[Region annotation entries]
|---|
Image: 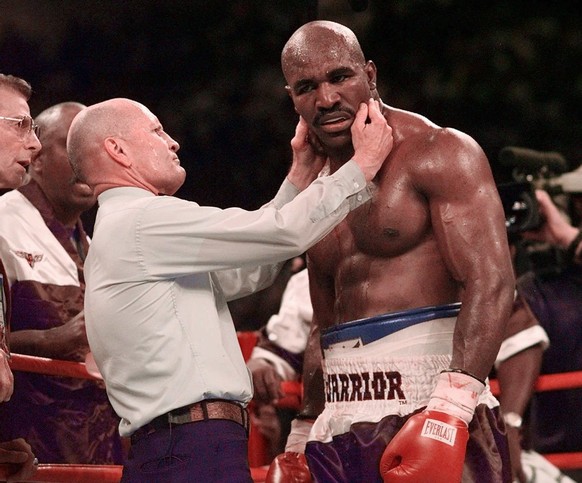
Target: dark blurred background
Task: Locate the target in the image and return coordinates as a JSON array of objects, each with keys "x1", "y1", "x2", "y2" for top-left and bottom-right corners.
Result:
[
  {"x1": 0, "y1": 0, "x2": 582, "y2": 209},
  {"x1": 0, "y1": 0, "x2": 582, "y2": 325},
  {"x1": 0, "y1": 0, "x2": 582, "y2": 209}
]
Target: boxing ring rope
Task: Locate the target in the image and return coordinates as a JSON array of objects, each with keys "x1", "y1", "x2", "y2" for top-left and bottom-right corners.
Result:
[{"x1": 0, "y1": 338, "x2": 582, "y2": 483}]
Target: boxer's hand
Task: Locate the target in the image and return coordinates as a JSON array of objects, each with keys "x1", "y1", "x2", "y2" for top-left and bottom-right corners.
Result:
[
  {"x1": 351, "y1": 99, "x2": 394, "y2": 181},
  {"x1": 287, "y1": 117, "x2": 327, "y2": 191},
  {"x1": 380, "y1": 410, "x2": 469, "y2": 483},
  {"x1": 265, "y1": 452, "x2": 313, "y2": 483},
  {"x1": 380, "y1": 370, "x2": 485, "y2": 483}
]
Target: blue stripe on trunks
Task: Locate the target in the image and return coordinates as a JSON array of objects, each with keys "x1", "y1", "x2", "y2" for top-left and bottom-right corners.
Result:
[{"x1": 321, "y1": 302, "x2": 461, "y2": 349}]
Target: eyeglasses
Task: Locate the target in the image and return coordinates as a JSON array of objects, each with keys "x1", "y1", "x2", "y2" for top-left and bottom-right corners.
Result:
[{"x1": 0, "y1": 116, "x2": 40, "y2": 139}]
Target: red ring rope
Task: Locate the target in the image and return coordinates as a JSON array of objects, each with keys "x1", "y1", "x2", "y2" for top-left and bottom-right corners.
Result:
[{"x1": 6, "y1": 333, "x2": 582, "y2": 483}]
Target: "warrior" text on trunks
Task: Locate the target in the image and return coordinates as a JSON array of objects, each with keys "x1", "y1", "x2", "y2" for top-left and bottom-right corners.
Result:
[{"x1": 325, "y1": 371, "x2": 406, "y2": 402}]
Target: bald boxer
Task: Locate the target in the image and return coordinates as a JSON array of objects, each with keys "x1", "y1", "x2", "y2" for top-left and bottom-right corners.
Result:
[{"x1": 269, "y1": 21, "x2": 514, "y2": 483}]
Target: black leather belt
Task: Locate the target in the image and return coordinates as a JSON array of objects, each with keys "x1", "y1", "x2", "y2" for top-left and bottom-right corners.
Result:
[{"x1": 131, "y1": 399, "x2": 249, "y2": 444}]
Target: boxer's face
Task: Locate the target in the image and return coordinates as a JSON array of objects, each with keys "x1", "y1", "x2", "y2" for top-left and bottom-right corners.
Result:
[{"x1": 285, "y1": 42, "x2": 376, "y2": 153}]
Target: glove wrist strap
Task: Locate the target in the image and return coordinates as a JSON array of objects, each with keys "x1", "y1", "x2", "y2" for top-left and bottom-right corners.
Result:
[{"x1": 427, "y1": 371, "x2": 485, "y2": 425}]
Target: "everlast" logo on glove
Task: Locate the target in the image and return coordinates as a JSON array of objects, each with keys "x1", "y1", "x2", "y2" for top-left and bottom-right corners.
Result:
[{"x1": 420, "y1": 419, "x2": 457, "y2": 446}]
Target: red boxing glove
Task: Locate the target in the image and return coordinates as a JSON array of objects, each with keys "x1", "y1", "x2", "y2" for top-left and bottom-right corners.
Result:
[
  {"x1": 380, "y1": 411, "x2": 469, "y2": 483},
  {"x1": 265, "y1": 452, "x2": 313, "y2": 483},
  {"x1": 380, "y1": 371, "x2": 485, "y2": 483}
]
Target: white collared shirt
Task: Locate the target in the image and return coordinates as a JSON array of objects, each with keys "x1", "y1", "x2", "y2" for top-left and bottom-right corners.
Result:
[{"x1": 85, "y1": 161, "x2": 370, "y2": 436}]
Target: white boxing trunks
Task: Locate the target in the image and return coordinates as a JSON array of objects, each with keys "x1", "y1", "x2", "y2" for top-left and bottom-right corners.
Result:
[{"x1": 309, "y1": 303, "x2": 499, "y2": 442}]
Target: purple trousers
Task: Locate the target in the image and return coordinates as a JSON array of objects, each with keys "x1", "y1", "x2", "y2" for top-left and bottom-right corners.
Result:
[{"x1": 121, "y1": 419, "x2": 253, "y2": 483}]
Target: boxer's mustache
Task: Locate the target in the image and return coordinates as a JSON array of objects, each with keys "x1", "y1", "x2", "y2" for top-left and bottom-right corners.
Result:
[{"x1": 313, "y1": 105, "x2": 356, "y2": 125}]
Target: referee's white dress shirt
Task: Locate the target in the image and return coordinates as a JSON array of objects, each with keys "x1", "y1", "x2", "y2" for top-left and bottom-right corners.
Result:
[{"x1": 85, "y1": 161, "x2": 370, "y2": 436}]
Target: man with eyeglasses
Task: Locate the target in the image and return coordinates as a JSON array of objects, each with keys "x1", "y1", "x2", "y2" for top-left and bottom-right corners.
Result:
[{"x1": 0, "y1": 74, "x2": 41, "y2": 481}]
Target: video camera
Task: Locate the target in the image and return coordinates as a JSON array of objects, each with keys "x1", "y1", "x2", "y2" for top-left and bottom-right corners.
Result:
[
  {"x1": 497, "y1": 146, "x2": 582, "y2": 277},
  {"x1": 497, "y1": 146, "x2": 582, "y2": 235}
]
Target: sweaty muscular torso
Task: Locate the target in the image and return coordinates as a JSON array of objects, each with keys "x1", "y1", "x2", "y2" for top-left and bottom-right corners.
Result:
[{"x1": 308, "y1": 109, "x2": 460, "y2": 328}]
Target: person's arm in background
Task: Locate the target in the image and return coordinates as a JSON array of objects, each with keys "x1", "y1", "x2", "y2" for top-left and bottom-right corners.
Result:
[
  {"x1": 247, "y1": 269, "x2": 313, "y2": 403},
  {"x1": 10, "y1": 312, "x2": 89, "y2": 362},
  {"x1": 495, "y1": 295, "x2": 548, "y2": 483},
  {"x1": 523, "y1": 190, "x2": 582, "y2": 263},
  {"x1": 495, "y1": 190, "x2": 581, "y2": 483}
]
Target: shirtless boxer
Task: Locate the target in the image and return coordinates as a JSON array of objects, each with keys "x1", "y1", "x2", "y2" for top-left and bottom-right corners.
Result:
[{"x1": 268, "y1": 21, "x2": 514, "y2": 483}]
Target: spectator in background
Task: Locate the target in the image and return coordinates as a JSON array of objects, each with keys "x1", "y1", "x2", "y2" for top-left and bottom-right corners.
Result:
[
  {"x1": 0, "y1": 74, "x2": 40, "y2": 481},
  {"x1": 496, "y1": 190, "x2": 582, "y2": 481},
  {"x1": 0, "y1": 102, "x2": 122, "y2": 464}
]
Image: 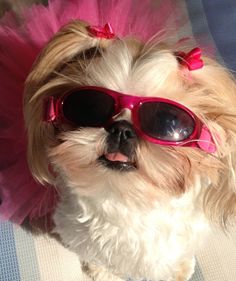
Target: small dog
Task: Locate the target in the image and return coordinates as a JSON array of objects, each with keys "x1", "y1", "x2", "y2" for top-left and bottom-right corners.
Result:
[{"x1": 24, "y1": 20, "x2": 236, "y2": 281}]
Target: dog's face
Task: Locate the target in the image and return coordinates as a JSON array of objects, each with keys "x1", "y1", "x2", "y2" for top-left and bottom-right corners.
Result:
[{"x1": 25, "y1": 21, "x2": 236, "y2": 223}]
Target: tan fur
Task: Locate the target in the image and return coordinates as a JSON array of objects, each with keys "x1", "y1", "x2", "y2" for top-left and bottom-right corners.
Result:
[{"x1": 24, "y1": 21, "x2": 236, "y2": 228}]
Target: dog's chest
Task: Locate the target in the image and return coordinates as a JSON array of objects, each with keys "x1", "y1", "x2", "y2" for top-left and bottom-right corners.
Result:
[{"x1": 55, "y1": 188, "x2": 207, "y2": 278}]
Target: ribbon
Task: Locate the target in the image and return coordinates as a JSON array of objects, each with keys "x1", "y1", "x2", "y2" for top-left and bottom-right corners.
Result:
[
  {"x1": 87, "y1": 23, "x2": 115, "y2": 39},
  {"x1": 176, "y1": 47, "x2": 204, "y2": 71}
]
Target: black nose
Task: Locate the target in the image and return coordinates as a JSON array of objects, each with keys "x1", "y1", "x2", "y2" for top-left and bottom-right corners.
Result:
[{"x1": 106, "y1": 120, "x2": 137, "y2": 144}]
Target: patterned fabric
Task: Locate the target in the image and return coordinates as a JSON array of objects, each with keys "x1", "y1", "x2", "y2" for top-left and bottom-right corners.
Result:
[{"x1": 0, "y1": 0, "x2": 236, "y2": 281}]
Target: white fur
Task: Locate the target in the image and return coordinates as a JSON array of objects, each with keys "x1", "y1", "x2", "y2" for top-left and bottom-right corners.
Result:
[
  {"x1": 54, "y1": 174, "x2": 208, "y2": 281},
  {"x1": 25, "y1": 21, "x2": 236, "y2": 281}
]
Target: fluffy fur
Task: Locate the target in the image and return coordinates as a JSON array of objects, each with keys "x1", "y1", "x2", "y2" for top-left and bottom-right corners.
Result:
[{"x1": 24, "y1": 21, "x2": 236, "y2": 281}]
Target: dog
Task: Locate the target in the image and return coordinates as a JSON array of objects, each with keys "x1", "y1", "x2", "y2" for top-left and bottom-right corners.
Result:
[{"x1": 24, "y1": 20, "x2": 236, "y2": 281}]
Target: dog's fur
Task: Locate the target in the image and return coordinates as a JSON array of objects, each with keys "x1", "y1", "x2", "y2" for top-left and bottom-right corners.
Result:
[{"x1": 24, "y1": 21, "x2": 236, "y2": 281}]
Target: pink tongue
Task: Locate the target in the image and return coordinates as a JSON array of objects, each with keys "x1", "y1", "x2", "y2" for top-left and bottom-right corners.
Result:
[{"x1": 105, "y1": 152, "x2": 129, "y2": 162}]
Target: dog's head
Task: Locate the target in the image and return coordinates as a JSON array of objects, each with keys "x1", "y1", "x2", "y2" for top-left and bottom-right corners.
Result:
[{"x1": 24, "y1": 21, "x2": 236, "y2": 225}]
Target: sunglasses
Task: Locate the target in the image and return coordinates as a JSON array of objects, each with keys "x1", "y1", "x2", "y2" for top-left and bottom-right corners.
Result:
[{"x1": 46, "y1": 86, "x2": 215, "y2": 153}]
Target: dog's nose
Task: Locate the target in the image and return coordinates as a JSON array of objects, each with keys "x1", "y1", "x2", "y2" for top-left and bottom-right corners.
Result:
[{"x1": 106, "y1": 120, "x2": 137, "y2": 144}]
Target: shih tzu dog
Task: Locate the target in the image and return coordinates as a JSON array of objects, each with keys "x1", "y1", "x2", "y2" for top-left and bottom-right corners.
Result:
[{"x1": 24, "y1": 20, "x2": 236, "y2": 281}]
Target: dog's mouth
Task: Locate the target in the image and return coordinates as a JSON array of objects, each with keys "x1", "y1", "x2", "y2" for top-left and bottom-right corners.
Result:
[{"x1": 98, "y1": 152, "x2": 137, "y2": 172}]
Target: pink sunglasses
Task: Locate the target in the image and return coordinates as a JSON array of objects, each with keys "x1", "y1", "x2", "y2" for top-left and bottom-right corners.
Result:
[{"x1": 46, "y1": 86, "x2": 216, "y2": 153}]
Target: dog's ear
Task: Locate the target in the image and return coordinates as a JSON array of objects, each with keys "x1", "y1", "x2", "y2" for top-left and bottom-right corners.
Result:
[
  {"x1": 196, "y1": 59, "x2": 236, "y2": 228},
  {"x1": 24, "y1": 21, "x2": 109, "y2": 184}
]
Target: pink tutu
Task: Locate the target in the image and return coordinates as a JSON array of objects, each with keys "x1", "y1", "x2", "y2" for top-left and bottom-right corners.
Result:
[{"x1": 0, "y1": 0, "x2": 184, "y2": 223}]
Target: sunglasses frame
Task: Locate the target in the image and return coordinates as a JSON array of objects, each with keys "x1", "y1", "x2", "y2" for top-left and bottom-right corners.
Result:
[{"x1": 46, "y1": 86, "x2": 206, "y2": 147}]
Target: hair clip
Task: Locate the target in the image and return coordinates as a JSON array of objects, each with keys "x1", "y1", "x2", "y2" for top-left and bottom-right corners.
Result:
[
  {"x1": 176, "y1": 47, "x2": 204, "y2": 71},
  {"x1": 87, "y1": 23, "x2": 115, "y2": 39}
]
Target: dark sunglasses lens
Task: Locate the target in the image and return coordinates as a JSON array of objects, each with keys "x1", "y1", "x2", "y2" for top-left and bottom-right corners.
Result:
[
  {"x1": 63, "y1": 89, "x2": 115, "y2": 127},
  {"x1": 139, "y1": 102, "x2": 195, "y2": 142}
]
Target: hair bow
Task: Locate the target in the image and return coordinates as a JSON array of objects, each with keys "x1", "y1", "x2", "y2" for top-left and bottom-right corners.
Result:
[
  {"x1": 87, "y1": 23, "x2": 115, "y2": 39},
  {"x1": 176, "y1": 47, "x2": 204, "y2": 70}
]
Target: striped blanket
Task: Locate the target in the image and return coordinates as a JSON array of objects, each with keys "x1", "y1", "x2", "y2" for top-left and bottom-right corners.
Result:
[{"x1": 0, "y1": 0, "x2": 236, "y2": 281}]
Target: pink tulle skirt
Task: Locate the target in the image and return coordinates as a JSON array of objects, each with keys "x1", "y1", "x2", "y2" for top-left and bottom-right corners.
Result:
[{"x1": 0, "y1": 0, "x2": 184, "y2": 224}]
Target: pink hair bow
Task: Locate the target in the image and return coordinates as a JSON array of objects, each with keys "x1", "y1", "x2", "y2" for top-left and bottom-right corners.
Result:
[
  {"x1": 87, "y1": 23, "x2": 115, "y2": 39},
  {"x1": 176, "y1": 47, "x2": 204, "y2": 70}
]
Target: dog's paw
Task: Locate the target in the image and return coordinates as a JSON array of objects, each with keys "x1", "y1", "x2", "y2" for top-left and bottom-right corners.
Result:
[{"x1": 82, "y1": 262, "x2": 124, "y2": 281}]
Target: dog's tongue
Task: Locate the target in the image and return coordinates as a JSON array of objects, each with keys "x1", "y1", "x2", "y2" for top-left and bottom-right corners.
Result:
[{"x1": 105, "y1": 152, "x2": 129, "y2": 162}]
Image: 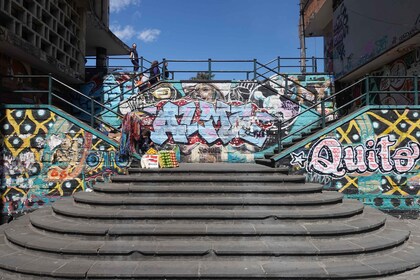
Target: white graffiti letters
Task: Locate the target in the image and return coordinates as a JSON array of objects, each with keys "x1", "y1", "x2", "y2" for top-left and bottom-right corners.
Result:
[
  {"x1": 148, "y1": 101, "x2": 275, "y2": 147},
  {"x1": 291, "y1": 136, "x2": 420, "y2": 178}
]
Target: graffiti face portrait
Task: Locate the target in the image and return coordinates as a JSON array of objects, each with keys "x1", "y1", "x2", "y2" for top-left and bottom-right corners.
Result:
[{"x1": 192, "y1": 83, "x2": 223, "y2": 102}]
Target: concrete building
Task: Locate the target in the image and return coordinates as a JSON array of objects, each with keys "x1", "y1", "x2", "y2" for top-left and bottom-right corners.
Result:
[{"x1": 0, "y1": 0, "x2": 128, "y2": 84}]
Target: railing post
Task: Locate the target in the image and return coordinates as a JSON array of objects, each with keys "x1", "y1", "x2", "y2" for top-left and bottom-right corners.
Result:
[
  {"x1": 90, "y1": 96, "x2": 95, "y2": 128},
  {"x1": 208, "y1": 58, "x2": 211, "y2": 80},
  {"x1": 48, "y1": 73, "x2": 52, "y2": 105},
  {"x1": 162, "y1": 58, "x2": 166, "y2": 81},
  {"x1": 365, "y1": 75, "x2": 370, "y2": 106},
  {"x1": 414, "y1": 76, "x2": 419, "y2": 105},
  {"x1": 254, "y1": 58, "x2": 257, "y2": 80}
]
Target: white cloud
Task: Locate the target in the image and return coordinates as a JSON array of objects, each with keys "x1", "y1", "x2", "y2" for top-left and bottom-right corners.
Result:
[
  {"x1": 137, "y1": 29, "x2": 160, "y2": 43},
  {"x1": 109, "y1": 25, "x2": 136, "y2": 41},
  {"x1": 109, "y1": 0, "x2": 140, "y2": 13}
]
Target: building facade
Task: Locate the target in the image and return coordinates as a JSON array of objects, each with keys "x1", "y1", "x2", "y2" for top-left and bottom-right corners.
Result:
[{"x1": 300, "y1": 0, "x2": 420, "y2": 82}]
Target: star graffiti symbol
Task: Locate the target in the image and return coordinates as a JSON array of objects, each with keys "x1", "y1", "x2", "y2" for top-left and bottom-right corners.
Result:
[{"x1": 290, "y1": 152, "x2": 307, "y2": 168}]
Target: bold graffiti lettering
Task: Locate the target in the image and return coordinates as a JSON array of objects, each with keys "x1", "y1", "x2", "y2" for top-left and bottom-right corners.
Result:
[
  {"x1": 307, "y1": 138, "x2": 346, "y2": 177},
  {"x1": 142, "y1": 101, "x2": 275, "y2": 147},
  {"x1": 392, "y1": 142, "x2": 420, "y2": 174},
  {"x1": 291, "y1": 136, "x2": 420, "y2": 178}
]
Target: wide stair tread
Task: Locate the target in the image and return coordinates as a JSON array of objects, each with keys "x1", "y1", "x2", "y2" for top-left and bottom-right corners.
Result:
[
  {"x1": 52, "y1": 199, "x2": 363, "y2": 219},
  {"x1": 4, "y1": 217, "x2": 410, "y2": 256},
  {"x1": 73, "y1": 192, "x2": 343, "y2": 206}
]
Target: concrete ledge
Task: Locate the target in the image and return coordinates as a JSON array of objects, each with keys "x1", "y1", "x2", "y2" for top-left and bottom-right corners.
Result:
[{"x1": 93, "y1": 182, "x2": 322, "y2": 194}]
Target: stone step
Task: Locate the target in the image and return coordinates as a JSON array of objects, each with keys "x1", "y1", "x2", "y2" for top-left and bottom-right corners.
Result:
[
  {"x1": 93, "y1": 182, "x2": 322, "y2": 194},
  {"x1": 30, "y1": 208, "x2": 386, "y2": 238},
  {"x1": 255, "y1": 158, "x2": 275, "y2": 168},
  {"x1": 112, "y1": 173, "x2": 306, "y2": 184},
  {"x1": 129, "y1": 163, "x2": 288, "y2": 176},
  {"x1": 4, "y1": 217, "x2": 410, "y2": 258},
  {"x1": 73, "y1": 192, "x2": 343, "y2": 206},
  {"x1": 52, "y1": 199, "x2": 363, "y2": 220}
]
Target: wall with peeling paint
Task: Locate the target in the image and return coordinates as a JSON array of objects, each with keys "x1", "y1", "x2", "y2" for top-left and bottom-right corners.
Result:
[{"x1": 0, "y1": 109, "x2": 128, "y2": 222}]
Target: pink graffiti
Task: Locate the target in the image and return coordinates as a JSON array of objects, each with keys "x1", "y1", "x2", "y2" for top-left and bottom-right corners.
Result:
[{"x1": 306, "y1": 136, "x2": 420, "y2": 178}]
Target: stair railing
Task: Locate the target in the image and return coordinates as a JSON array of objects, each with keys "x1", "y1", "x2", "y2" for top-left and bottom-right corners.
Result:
[{"x1": 2, "y1": 74, "x2": 123, "y2": 135}]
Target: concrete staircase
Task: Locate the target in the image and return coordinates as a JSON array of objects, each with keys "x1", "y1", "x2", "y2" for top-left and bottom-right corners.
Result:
[{"x1": 0, "y1": 164, "x2": 420, "y2": 279}]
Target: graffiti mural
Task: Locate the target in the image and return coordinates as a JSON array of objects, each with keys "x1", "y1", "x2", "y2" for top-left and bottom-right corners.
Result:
[
  {"x1": 0, "y1": 109, "x2": 128, "y2": 219},
  {"x1": 332, "y1": 0, "x2": 419, "y2": 79},
  {"x1": 289, "y1": 109, "x2": 420, "y2": 209},
  {"x1": 370, "y1": 48, "x2": 420, "y2": 105}
]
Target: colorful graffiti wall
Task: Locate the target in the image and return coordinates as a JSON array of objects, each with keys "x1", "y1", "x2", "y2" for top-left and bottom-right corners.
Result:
[
  {"x1": 334, "y1": 0, "x2": 420, "y2": 78},
  {"x1": 289, "y1": 109, "x2": 420, "y2": 209},
  {"x1": 79, "y1": 74, "x2": 331, "y2": 162},
  {"x1": 0, "y1": 109, "x2": 127, "y2": 220}
]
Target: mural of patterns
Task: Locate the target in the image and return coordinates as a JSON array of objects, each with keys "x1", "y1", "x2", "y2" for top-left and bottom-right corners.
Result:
[
  {"x1": 0, "y1": 109, "x2": 127, "y2": 217},
  {"x1": 290, "y1": 109, "x2": 420, "y2": 209}
]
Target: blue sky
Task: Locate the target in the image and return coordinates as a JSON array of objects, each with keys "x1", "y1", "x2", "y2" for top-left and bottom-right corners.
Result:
[{"x1": 110, "y1": 0, "x2": 323, "y2": 77}]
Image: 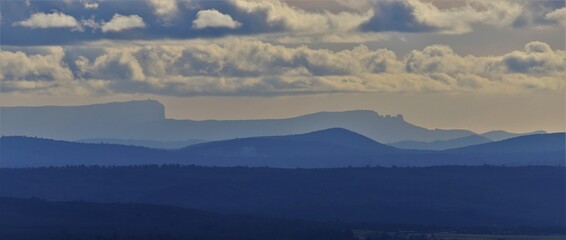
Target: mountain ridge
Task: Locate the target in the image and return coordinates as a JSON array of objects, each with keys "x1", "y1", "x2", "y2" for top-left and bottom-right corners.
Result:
[{"x1": 0, "y1": 100, "x2": 475, "y2": 143}]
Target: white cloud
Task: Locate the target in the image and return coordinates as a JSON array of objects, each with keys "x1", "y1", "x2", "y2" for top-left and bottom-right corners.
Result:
[
  {"x1": 233, "y1": 0, "x2": 370, "y2": 33},
  {"x1": 362, "y1": 0, "x2": 525, "y2": 34},
  {"x1": 193, "y1": 9, "x2": 242, "y2": 29},
  {"x1": 83, "y1": 1, "x2": 98, "y2": 9},
  {"x1": 545, "y1": 7, "x2": 566, "y2": 27},
  {"x1": 14, "y1": 12, "x2": 80, "y2": 28},
  {"x1": 147, "y1": 0, "x2": 179, "y2": 21},
  {"x1": 101, "y1": 14, "x2": 145, "y2": 32},
  {"x1": 0, "y1": 47, "x2": 73, "y2": 81},
  {"x1": 1, "y1": 38, "x2": 566, "y2": 96}
]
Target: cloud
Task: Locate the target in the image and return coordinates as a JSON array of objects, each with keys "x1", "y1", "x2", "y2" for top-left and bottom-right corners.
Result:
|---|
Request: Reproduce exactly and only the lines from the one with "Target: colorful graffiti wall" through the last entry, both included, excluding every picture.

Solution to this exercise:
Target: colorful graffiti wall
Task: Locate the target in the image and return coordinates as a JSON array of objects, each with keys "x1", "y1", "x2", "y2" for top-left and bottom-right corners.
Result:
[
  {"x1": 334, "y1": 0, "x2": 420, "y2": 78},
  {"x1": 289, "y1": 109, "x2": 420, "y2": 209},
  {"x1": 79, "y1": 74, "x2": 331, "y2": 162},
  {"x1": 0, "y1": 109, "x2": 127, "y2": 220}
]
Target: mural of patterns
Task: Locate the target in the image and return coordinates as a JSON array of objects, each with keys "x1", "y1", "x2", "y2" for top-left and bottom-right corners.
Result:
[
  {"x1": 0, "y1": 109, "x2": 127, "y2": 217},
  {"x1": 290, "y1": 109, "x2": 420, "y2": 209}
]
Target: blue sky
Task: Locate the target in the image and return coordinates as a JSON array of objects, each with keys "x1", "y1", "x2", "y2" for top-left and bottom-right corners.
Result:
[{"x1": 110, "y1": 0, "x2": 323, "y2": 77}]
Image: 
Target: mountain ridge
Task: Locate the target in the image and return coordinates as a JSON array of objects, each with keys "x1", "y1", "x2", "y2" for top-left and bottom-right corners.
Result:
[{"x1": 0, "y1": 100, "x2": 475, "y2": 143}]
Target: white cloud
Task: Locate the target in the image and return coordinates as a JSON array of objects, each with keys "x1", "y1", "x2", "y2" for top-left and bottom-right corners.
Result:
[
  {"x1": 233, "y1": 0, "x2": 370, "y2": 33},
  {"x1": 362, "y1": 0, "x2": 525, "y2": 34},
  {"x1": 193, "y1": 9, "x2": 242, "y2": 29},
  {"x1": 83, "y1": 1, "x2": 98, "y2": 9},
  {"x1": 545, "y1": 7, "x2": 566, "y2": 27},
  {"x1": 14, "y1": 12, "x2": 80, "y2": 28},
  {"x1": 147, "y1": 0, "x2": 179, "y2": 21},
  {"x1": 101, "y1": 14, "x2": 145, "y2": 32},
  {"x1": 0, "y1": 47, "x2": 73, "y2": 81},
  {"x1": 1, "y1": 38, "x2": 566, "y2": 96}
]
Target: cloud
Task: Locate the target in the image and return coordinates as a JSON array of objects, each with keys "x1", "y1", "x2", "y2" for top-left and bottom-right corners.
Result:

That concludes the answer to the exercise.